++++ SUPPLIED PASSAGE

Solicitors must work with the courts to protect their clients from chaos and delay

Getting a speedy response from the courts is difficult at the best of times.  But there is a looming crisis in court proceedings because so many hearings and actions are being delayed because of the measures to prevent the spread of corona virus.  When the measures are lifted the courts will be flooded with applications and claims.  Many of the applications will relate to missed deadlines and delayed hearings.  The claims will be filed by all those people who wish to file now but cannot because the courts are not accepting claims plus other claims arising from the collapse of businesses and personal incomes. 

Today’s daily operational summary from the courts says that they are “arranging remote hearings wherever possible”.   Solicitors should do all they can to facilitate this so that their clients’ claims can proceed.  Otherwise, the claims could be mired in a massive backlog in a few months and solicitors will be trying to explain to clients that it is impossible to get a response from overworked court staff.  

The Lord Chief Justice as warned of “inevitable backlogs and delays that are building in the system and will build to an intolerable level if too much court business is simply adjourned.”

It is not easy when you are working from home and clients are distracted with other concerns.  I have clients who are working in the NHS and it feels almost cruel to make them focus on court deadlines.   But you must protect your clients at this time by keeping their proceedings on track as best you can by communicating with the court and arranging remote hearings wherever possible so that they get an outcome without the potentially huge delays that could result from this crisis. 

Even now we have to be thinking about the inevitable backlogs and delays that are building in the system and will build to an intolerable level if too much court business is simply adjourned.

++++++++
++++ PROVIDED DATA

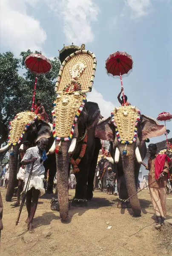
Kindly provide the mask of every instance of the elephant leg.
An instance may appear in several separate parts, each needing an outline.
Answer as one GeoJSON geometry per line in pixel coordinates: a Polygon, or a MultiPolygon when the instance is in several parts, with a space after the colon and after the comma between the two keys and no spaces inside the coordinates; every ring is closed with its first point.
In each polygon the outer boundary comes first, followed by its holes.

++++++++

In the piece on solicitors and court delays, what does the courts' daily operational summary say the courts are doing?

Arranging remote hearings wherever possible.